→ TASK DETAILS
Only the lines from the one with "the white blaze" through the end of the material below belong in the reply; transcribe them exactly.

→ THE DATA
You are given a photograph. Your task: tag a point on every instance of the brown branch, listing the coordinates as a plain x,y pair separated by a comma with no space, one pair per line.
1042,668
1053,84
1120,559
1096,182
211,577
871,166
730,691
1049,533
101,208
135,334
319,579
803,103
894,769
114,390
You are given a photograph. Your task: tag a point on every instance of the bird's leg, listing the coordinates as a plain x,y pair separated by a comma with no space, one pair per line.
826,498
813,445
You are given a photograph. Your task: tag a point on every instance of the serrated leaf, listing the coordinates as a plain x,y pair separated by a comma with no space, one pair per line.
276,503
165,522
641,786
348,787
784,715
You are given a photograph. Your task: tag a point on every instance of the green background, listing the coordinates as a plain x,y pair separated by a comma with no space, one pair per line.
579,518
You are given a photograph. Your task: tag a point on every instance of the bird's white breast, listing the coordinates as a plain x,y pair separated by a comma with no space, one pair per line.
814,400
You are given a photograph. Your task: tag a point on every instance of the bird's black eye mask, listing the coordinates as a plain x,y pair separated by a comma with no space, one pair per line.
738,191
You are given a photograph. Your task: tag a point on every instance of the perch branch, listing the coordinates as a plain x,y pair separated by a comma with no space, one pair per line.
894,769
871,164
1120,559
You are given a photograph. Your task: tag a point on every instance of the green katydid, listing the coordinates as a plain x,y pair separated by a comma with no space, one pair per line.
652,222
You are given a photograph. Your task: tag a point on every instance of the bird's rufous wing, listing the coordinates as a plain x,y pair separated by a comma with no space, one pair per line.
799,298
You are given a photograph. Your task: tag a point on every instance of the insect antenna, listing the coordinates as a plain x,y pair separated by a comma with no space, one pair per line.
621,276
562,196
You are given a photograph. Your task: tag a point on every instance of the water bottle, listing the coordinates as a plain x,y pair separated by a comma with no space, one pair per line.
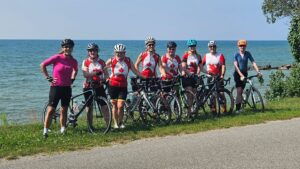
80,106
75,107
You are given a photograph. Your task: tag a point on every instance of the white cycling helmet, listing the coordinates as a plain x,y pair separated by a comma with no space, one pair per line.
149,39
212,43
120,48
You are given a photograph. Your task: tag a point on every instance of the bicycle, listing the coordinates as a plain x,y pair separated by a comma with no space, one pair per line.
251,96
101,122
214,96
149,104
55,115
186,100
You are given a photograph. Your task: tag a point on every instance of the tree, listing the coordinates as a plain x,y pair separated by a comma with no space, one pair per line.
276,9
294,37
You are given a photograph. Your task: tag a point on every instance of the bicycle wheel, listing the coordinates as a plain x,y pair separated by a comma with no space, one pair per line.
163,110
130,115
222,102
255,100
174,107
55,115
189,112
143,111
102,116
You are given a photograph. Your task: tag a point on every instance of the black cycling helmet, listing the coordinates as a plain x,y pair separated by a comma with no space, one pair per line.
67,42
171,44
93,46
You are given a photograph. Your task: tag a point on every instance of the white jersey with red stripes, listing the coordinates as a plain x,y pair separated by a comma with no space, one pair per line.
213,63
119,69
93,66
172,64
149,63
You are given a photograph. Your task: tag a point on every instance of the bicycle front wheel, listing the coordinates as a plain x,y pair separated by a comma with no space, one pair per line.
131,115
55,115
256,101
102,116
189,110
222,102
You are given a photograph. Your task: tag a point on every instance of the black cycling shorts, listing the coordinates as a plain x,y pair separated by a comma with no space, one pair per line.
99,92
188,82
166,86
117,93
237,79
60,93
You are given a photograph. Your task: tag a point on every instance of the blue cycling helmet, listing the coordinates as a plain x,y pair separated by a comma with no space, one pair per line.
191,42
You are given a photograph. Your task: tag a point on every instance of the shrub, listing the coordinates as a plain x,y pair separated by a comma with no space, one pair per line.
293,82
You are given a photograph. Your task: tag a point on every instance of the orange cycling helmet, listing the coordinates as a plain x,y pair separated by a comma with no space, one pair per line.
242,42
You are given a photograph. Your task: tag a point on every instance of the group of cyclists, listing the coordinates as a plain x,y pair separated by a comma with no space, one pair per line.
147,66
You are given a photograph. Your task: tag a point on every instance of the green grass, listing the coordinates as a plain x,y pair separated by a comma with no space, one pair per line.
23,140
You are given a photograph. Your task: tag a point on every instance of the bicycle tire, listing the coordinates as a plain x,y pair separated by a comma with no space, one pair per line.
175,108
255,100
143,112
223,101
55,115
101,121
163,111
130,116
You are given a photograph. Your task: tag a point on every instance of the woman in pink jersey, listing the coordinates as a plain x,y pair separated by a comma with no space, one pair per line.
65,69
94,73
120,66
215,65
171,64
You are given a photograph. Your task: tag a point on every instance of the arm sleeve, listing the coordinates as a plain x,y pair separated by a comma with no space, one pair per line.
204,60
222,59
50,60
83,64
76,65
178,59
184,57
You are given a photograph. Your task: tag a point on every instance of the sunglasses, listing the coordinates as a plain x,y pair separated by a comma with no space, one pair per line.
67,46
93,50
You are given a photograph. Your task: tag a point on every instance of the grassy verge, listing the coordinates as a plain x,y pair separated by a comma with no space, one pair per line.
25,140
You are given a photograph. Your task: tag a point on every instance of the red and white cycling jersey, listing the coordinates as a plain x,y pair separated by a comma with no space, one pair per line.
93,66
192,62
119,71
149,63
213,63
172,64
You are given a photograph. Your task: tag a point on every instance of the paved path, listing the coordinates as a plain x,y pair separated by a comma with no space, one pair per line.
274,145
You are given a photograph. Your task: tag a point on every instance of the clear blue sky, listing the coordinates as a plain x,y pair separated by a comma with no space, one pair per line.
136,19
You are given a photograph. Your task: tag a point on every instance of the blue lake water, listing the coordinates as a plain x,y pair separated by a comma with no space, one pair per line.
23,89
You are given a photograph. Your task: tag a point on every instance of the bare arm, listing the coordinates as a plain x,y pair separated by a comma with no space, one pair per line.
237,69
223,68
255,67
135,71
138,61
44,70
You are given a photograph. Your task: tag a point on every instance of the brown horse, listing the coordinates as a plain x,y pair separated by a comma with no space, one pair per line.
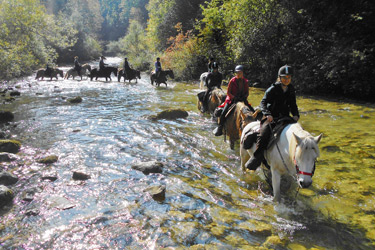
162,77
41,73
238,116
132,74
72,72
216,97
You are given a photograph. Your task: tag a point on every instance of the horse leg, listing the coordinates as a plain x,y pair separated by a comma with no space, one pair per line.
276,179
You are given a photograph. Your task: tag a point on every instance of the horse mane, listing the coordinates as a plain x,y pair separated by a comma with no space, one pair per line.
306,138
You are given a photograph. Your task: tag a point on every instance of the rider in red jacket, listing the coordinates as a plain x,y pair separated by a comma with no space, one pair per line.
238,91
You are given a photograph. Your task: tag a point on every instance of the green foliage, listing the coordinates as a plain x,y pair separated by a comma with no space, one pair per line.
28,37
133,46
183,55
326,41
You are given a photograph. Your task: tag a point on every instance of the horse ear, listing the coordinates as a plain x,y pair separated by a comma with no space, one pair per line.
298,140
317,138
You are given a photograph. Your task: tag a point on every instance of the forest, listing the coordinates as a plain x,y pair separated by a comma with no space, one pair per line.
330,44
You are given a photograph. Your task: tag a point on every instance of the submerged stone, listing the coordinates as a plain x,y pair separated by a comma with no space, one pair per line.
77,99
157,192
49,159
8,157
171,114
6,116
6,195
7,178
149,167
10,146
80,176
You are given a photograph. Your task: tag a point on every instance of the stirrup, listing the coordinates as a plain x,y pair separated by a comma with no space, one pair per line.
218,131
253,163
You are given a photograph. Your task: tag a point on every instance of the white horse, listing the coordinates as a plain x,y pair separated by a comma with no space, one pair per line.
85,69
294,153
202,79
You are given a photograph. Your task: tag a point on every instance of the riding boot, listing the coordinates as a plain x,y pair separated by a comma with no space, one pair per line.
254,162
219,130
204,102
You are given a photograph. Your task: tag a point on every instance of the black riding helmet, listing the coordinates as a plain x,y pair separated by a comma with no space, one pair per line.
238,68
285,70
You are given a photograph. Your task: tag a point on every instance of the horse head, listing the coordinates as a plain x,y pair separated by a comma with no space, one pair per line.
60,72
245,116
305,154
170,73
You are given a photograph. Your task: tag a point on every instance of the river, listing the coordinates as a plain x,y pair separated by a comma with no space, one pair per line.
209,201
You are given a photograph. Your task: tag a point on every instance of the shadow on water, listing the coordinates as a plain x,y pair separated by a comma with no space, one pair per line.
209,202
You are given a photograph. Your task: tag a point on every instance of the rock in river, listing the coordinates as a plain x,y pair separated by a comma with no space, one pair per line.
10,146
6,195
7,178
149,167
170,114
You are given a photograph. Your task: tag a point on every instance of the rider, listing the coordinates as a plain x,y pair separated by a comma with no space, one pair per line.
126,67
48,70
238,91
101,63
279,100
210,64
157,67
77,65
213,80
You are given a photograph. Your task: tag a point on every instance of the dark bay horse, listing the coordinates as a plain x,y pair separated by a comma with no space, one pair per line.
41,73
72,72
132,74
106,72
238,116
215,98
162,77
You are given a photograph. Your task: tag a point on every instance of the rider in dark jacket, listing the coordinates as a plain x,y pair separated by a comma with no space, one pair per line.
77,65
213,80
126,67
278,102
238,91
101,63
157,67
210,64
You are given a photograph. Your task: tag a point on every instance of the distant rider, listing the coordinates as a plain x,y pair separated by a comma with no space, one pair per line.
48,70
102,64
77,65
278,102
213,80
126,67
157,67
238,91
210,64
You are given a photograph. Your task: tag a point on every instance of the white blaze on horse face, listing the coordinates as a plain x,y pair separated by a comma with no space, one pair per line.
306,154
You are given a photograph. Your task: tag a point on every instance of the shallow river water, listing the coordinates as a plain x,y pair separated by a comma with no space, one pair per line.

→ TASK RESULT
You are given a photograph. Your task: tag a point on every instance of the white blaze on horse face, listing the coordinates as a plain x,y pair separated by a comma with no space, one pair per line.
306,154
You are given a photograph. Your task: tag a point on every instance of the shallow river water, listing the coordinates as a plain x,y pair separated by a comma with no space, one pair per line.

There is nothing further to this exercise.